**Passage shown**

____

REVIEW – I’ve had my eye on Glowforge since their record-setting debut on Kickstarter in September 2015. Glowforge’s compact laser cutting and engraving machine brought lasers into the home crafter and small business arena. After almost 8 years of waiting, I was finally able to get my hands on one.

What is it?

The Glowforge Pro is a desktop laser cutter and engraver.

What’s in the box?

  • Glowforge Pro laser engraver
  • Proofgrade Materials Pack
  • Vent Hose
Glowforge Pro 22
Proofgrade materials pack

Hardware specs

Power: 45W CO2 glass Laser capable of continuous operation at 10,600 nm; rated at 45 watts for Pro
Dimensions: 38″x20.75″x8.25″ (965x527x210mm)
Cutting area: approx. 11″ (279mm) deep and 19.5″ (495mm) wide
Maximum material depth: 18″ (455mm) for Plus; unlimited for Pro
Maximum material width: 20″ (515mm)
Maximum material height: 2″ (50mm)
Maximum material height with tray: 0.5″ (13mm)

Glowforge Pro 20
The Glowforge comes packed very well.

Design and features

Glowforge calls their machines “3D Laser Printers,” which is a bit confusing for those who know them as laser engravers or cutters. Regardless of what you call them, they are simply a joy to use. The longer you have one, the more uses you find for them. It’s not all about crafts, lasers can be used to make brackets, tools, and an array of other useful things.

The Glowforge Pro is Glowforge’s top model, featuring a 45W CO2 laser capable of continuous operation. Unlike many other CO2 lasers, the Glowforge laser mounts the laser tube on the gantry. The factory-calibrated optical path means that the laser is always in alignment, as there are fewer moving parts between the tube and the laser head. The user does not need to align or adjust the laser path. This configuration also encloses most of the optical path, which helps keep the mirrors clean. However, this does have a side effect on cleaning the machine itself, which I’ll touch on later.

____

**Data excerpts**
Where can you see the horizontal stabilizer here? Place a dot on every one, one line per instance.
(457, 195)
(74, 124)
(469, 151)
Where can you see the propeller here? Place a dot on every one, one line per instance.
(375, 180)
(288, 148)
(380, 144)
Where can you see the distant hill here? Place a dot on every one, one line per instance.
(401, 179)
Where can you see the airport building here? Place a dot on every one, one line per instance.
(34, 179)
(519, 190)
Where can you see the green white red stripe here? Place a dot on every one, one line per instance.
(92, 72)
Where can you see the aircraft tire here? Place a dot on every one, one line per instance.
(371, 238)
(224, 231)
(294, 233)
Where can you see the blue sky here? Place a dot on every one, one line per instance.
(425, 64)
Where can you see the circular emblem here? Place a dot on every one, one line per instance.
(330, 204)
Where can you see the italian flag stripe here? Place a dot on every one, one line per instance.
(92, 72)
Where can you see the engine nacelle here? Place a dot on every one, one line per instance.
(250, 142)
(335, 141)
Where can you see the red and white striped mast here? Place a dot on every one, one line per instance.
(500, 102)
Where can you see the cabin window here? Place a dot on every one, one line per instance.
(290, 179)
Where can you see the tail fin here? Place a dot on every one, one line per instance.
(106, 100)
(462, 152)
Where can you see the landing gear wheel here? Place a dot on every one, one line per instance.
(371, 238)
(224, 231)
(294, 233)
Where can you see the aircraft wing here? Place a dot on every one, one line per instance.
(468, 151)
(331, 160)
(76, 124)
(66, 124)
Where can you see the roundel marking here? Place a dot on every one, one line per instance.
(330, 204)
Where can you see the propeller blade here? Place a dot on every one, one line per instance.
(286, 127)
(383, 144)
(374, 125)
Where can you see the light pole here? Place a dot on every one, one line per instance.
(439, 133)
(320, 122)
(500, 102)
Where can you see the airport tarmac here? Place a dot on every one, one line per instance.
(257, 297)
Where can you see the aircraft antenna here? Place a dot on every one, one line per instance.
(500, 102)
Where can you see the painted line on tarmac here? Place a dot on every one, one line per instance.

____

**Exercise instructions**
1 – Name every item the Glowforge Pro review lists under "What's in the box?".
2 – Carry the Glowforge Pro review forward, picking up right after its final sentence.

**Responses to the tasks**
1 –
- Glowforge Pro laser engraver
- Proofgrade Materials Pack
- Vent Hose

2 –
Speaking of the motion system, the Glowforge Pro features a dual hybrid stepper Y axis, a single hybrid stepper X axis, and custom extruded aluminum linear rails with a belt-driven v-wheel carrier. The motion system is capable of positioning precision to 0.001” (0.025mm) and engraving up to 1355 DPI.

Glowforge Pro 23
The honeycomb bed auto-locates in the machine.
Glowforge Pro 21
The laser head is attached magnetically, so cleaning is easier.

 The honeycomb bed provides a nice surface for cutting material. The honeycomb surface allows for the airflow from the air assist to pass through, making cutting cleaner and faster. The air assist seems to have a fixed setting, as I did not find any settings, or the ability to turn it off, in the software.

The build quality of the machine itself appears to be very good, it feels premium. The hinge for the lid feels smooth and keeps the lid open at whatever angle you leave it. The top of the machine is glass, making cleaning a breeze. The front and rear of the machine have a passthrough slot capable of using material up to 1/4″ (6.3mm) thick, 20″ (50.8cm) wide, and as long as desired.

Glowforge Pro 2
The Passthrough feature of the Pro version allows for the engraving or cutting of longer material.
Glowforge Pro 3
The front of the machine also flips open, making it easier to clean and to remove the honeycomb bed if you wish to engrave (not cut) thicker material.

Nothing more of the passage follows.